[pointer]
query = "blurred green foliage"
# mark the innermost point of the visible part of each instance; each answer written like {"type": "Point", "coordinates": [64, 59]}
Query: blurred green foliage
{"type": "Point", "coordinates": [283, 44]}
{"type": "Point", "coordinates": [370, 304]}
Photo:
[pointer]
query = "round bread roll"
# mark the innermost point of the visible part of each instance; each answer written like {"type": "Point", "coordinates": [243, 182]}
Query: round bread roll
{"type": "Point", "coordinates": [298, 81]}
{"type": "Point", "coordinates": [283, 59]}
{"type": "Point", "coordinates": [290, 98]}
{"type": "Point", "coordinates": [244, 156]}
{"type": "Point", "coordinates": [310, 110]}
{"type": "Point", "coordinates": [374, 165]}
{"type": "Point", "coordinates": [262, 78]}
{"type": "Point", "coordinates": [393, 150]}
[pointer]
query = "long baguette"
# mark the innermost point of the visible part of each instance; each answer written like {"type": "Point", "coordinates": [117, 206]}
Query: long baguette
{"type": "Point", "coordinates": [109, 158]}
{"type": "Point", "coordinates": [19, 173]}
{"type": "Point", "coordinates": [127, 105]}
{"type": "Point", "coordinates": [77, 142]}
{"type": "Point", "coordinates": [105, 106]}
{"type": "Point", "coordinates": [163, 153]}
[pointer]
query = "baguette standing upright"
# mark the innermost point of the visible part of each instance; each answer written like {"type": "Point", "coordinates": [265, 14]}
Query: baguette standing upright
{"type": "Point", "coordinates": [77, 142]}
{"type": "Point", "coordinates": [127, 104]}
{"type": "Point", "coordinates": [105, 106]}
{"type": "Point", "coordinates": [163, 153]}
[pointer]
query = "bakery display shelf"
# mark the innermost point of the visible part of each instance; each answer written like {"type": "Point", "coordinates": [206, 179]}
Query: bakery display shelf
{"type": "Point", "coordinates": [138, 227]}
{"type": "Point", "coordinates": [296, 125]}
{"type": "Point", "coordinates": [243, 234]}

Exercise details:
Nothing but a number is wanted here: please count the lines in the entries above that include the word "innermost".

Task answer:
5